* Exercise:
Leave the pictures out and print every record below exactly as it stands.

++++++++++++++++++++

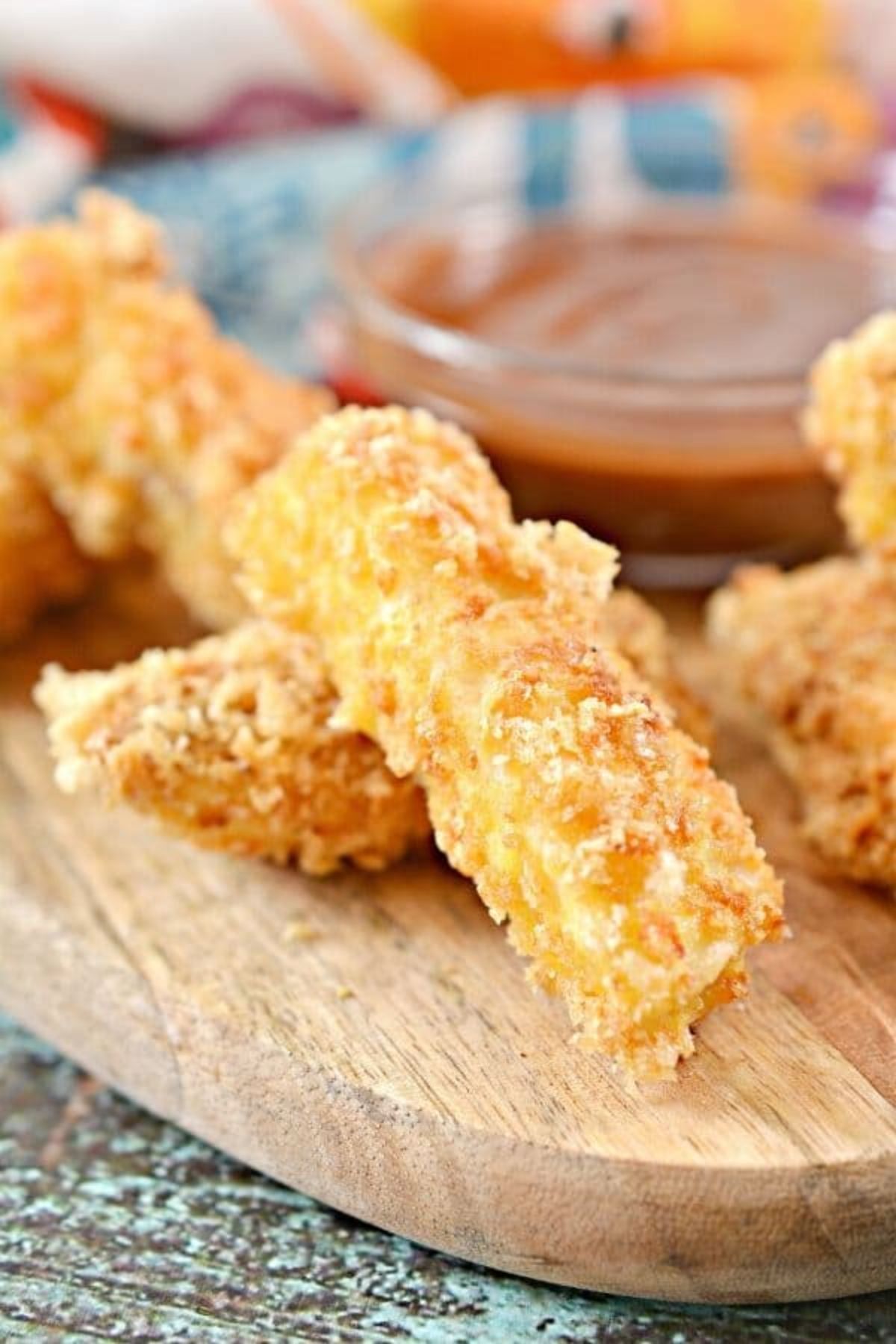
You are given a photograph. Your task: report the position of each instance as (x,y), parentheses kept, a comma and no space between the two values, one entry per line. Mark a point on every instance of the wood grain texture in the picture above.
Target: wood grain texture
(114,1225)
(396,1066)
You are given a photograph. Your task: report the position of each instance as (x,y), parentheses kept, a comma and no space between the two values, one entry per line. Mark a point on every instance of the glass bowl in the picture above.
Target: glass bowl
(630,358)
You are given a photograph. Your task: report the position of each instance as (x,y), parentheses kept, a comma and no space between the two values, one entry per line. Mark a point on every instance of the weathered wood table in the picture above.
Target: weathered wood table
(114,1225)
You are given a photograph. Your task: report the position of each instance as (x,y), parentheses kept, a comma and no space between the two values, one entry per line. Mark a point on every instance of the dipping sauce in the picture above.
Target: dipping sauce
(641,376)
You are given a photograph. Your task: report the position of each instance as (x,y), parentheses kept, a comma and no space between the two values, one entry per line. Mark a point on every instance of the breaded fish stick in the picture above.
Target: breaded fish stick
(850,423)
(228,742)
(40,564)
(121,398)
(815,653)
(625,868)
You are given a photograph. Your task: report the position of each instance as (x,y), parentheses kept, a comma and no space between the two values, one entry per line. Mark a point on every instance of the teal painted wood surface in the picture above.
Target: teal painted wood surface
(114,1225)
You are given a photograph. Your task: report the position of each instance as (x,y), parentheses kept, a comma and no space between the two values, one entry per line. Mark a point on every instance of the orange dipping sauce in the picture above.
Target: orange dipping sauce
(641,376)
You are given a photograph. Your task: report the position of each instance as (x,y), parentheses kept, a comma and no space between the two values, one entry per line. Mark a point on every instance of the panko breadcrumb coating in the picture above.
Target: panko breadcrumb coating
(40,564)
(850,423)
(815,653)
(457,640)
(228,742)
(637,632)
(121,398)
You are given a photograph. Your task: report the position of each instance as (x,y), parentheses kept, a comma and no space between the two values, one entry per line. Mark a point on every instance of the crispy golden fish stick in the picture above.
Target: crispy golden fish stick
(815,653)
(40,564)
(122,399)
(625,868)
(228,742)
(850,423)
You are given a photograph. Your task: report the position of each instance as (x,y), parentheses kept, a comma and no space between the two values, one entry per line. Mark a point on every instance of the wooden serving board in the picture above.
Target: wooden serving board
(396,1066)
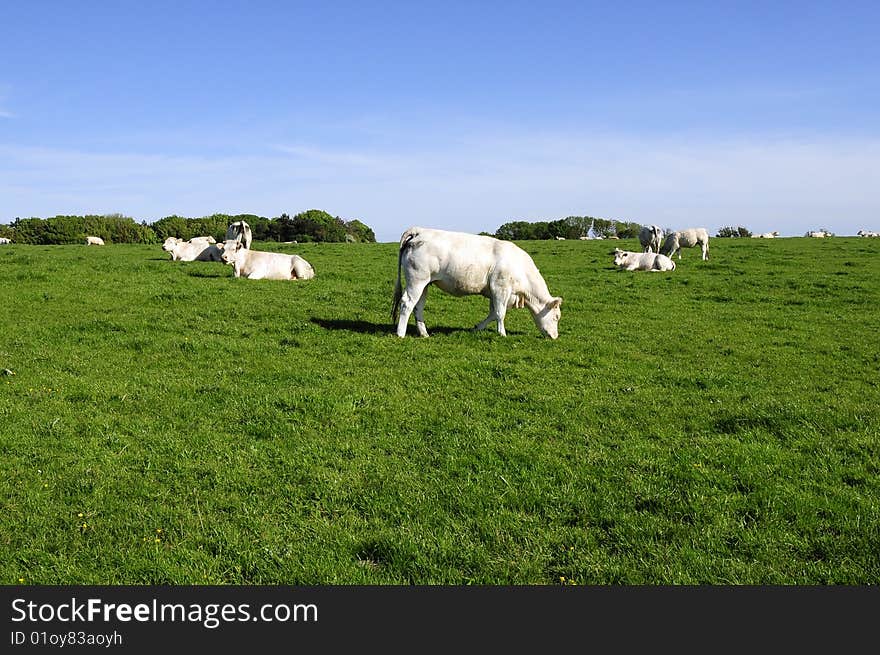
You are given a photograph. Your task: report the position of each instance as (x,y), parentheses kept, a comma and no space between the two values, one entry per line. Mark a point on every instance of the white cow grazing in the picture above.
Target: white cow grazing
(464,264)
(239,231)
(259,265)
(626,260)
(687,238)
(191,251)
(651,237)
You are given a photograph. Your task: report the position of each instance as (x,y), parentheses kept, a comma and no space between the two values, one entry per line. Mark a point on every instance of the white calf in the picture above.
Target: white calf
(692,236)
(626,260)
(240,231)
(651,237)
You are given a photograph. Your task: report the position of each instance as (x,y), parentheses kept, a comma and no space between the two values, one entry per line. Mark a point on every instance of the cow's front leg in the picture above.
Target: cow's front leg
(420,314)
(491,317)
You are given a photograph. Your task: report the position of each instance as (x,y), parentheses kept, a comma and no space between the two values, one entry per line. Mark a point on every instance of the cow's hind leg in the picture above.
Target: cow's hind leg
(413,297)
(497,312)
(491,317)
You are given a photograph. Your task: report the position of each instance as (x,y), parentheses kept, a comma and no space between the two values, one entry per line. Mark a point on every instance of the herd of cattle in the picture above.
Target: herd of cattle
(236,251)
(458,263)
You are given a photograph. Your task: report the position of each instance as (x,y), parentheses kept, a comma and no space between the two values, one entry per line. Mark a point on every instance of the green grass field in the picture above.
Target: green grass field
(169,424)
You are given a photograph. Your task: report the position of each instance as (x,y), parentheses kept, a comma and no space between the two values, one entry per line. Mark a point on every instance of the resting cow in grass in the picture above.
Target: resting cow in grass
(464,264)
(626,260)
(190,251)
(260,265)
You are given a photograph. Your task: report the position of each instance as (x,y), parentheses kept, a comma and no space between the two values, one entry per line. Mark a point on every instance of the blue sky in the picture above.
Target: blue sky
(454,115)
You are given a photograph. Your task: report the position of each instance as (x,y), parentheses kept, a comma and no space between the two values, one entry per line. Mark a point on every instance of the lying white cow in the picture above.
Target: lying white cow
(464,264)
(626,260)
(239,231)
(651,237)
(259,265)
(688,238)
(191,251)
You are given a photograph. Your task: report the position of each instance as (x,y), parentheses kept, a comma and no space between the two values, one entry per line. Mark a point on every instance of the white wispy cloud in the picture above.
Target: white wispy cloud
(475,184)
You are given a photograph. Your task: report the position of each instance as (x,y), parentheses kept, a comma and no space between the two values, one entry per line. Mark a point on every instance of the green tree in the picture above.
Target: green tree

++++++++++++++++++++

* Response for this exercise:
You are given a photograph. Your task: report the position of each instance as (x,y), parentheses kept, a comma and no space between the two values, one entry per line. Mark a point on every instance of the wood grain texture in the picture above.
Target: wood grain texture
(114,1225)
(396,1066)
You are given a photograph. Your task: report the position of each instance as (x,y), parentheses kept, a comma and no space between the two values, one entry per line. Mark a point on every instance of the glass bowl in the picture above.
Target: glass bowl
(630,358)
You are given a photograph. Your task: report the position of each instance as (x,y), parentheses kept, a comma and no space between the two values, one entry per line. Mark a point on every instance of the weathered wood table in the picture above.
Target: weathered wood table
(114,1225)
You are given a photograph. Your task: report the position of each instance as (x,y), parentheses kept, a comma and no space between the two values, one entry per line. Mark a point on every instance of the dipping sauce in the picture above.
Target: dipping sauce
(641,376)
You are given a photograph. Your task: report the position of each instance as (x,y), parentheses kept, a comma and no space between the two values, one entry per line. Mark a point on every instance of the breaded fish stick in the picture above.
Target: breaded fish stick
(850,423)
(228,742)
(40,564)
(121,398)
(815,653)
(625,868)
You are given a photograph. Your task: report the position of each instance as (x,y), parentheses kept, a comma and no space between the two values, one entry per line. Mark a point on every instance of the teal painted wood surface in the picture above.
Target: teal painted wood surface
(114,1225)
You are given a photograph. Your task: report the position of each instance as (x,y), parentheses kept, a comma and no space between the two values, one entry per line. Mark a point on every instance of the orange dipping sauce in the picture above.
Target: orange dipping sauce
(641,376)
You are given a photograph. Your task: report the position of each instance as (x,y), parentheses kept, a comma and no space between the two values, one entry per line. Mark a point on every instance of the panko breadcrumb coating in the picture above.
Target: panko breadcrumb coating
(40,564)
(850,423)
(815,653)
(457,640)
(228,742)
(637,632)
(121,398)
You are given a photograph. Your task: report the position of each instance as (x,y), parentheses kept, a comma and no space between the two values, one entry per line. Mark a point on every instance of the crispy golden fish stick in the picture above.
Target: crispy golden fish stick
(815,653)
(40,564)
(122,399)
(625,868)
(228,742)
(850,423)
You are given a photograph. Your task: report the position of each instance as (x,y), parentheses kept, a comma and no space between the two values, one entry per line. Mark a point on every instance of the wooden serving board in the picture above.
Target: wooden serving board
(396,1066)
You are given a photograph. Your task: report the position of each instance as (x,y), parentheses kept, a comma and no space between the two values, one entry per line. Mark a point on every instance of the white cow grazing in the picture above.
Target: white cow grazing
(464,264)
(239,231)
(259,265)
(626,260)
(687,238)
(191,251)
(651,237)
You are given a photograph. Your task: report the position of each instance as (x,y), parentheses kept, a comma and no space between the two values, one entry per line. Mark a point on every instance of the white calf in the picture above.
Target: white calf
(692,236)
(626,260)
(240,231)
(651,237)
You are given a photograph. Your task: report the position of each instance as (x,y), parentheses kept, a comma and no space between the two values, one entry per line. Mark a point on every instance of the cow's front leg in the picture above.
Target: cow's front leg
(420,314)
(491,317)
You are given a photograph. Your task: report the position of each instance as (x,y), parentheses kept, a comma and no space between the two values, one entry per line. Mark a point on every instance of the cow's hind leg in the picture above.
Target: cow's hind leg
(413,297)
(497,312)
(491,317)
You are given a photograph. Your task: report the position of each instance as (x,y), parentheses kept, a comma and no space between the two values, one entry per line. Mark a point on every instance of the herd of cattle in the picture above.
Target: herd of cattle
(236,251)
(458,263)
You are given a photograph. Your task: report the position of each instance as (x,y), parentheses kept, a comma and no space between the two values, one entry per line. Mark a point on every instance of the green grass field in the picture above.
Target: green grass field
(169,424)
You are given a photograph. Your task: report the position of each instance as (x,y), parentheses kept, a comma and no space between the two values, one entry per line. Mark a point on every instance of the resting cow in grass in the picture above.
Target: resting cow in grass
(464,264)
(626,260)
(190,251)
(260,265)
You are given a photograph. Your task: report the position of each instance as (x,y), parentheses kept, a comma and no space between the two values, one entry per line. Mark a point on every instance of the blue sky in the picture above.
Target: blue sky
(454,115)
You are given a photograph. Your task: report the position of each instance as (x,y), parentheses kept, a comma and no space between the two values, one entry per line. Mark a point on every instance of the lying white cow in the picture above.
Target: lying white cow
(464,264)
(626,260)
(239,231)
(651,237)
(259,265)
(688,238)
(191,251)
You are given a photograph. Your task: report the position of each instance as (x,y), parentheses kept, a comma and no space between the two values, one entry per line. Mark a point on every instance of the white wispy cloud in the picture above.
Target: white wispy cloud
(475,184)
You are given a photograph. Your task: report the position of each instance as (x,y), parentheses kept, a comma and no space between the two values, one entry per line. Mark a point on every instance of the green tree in the picture above.
Target: green tree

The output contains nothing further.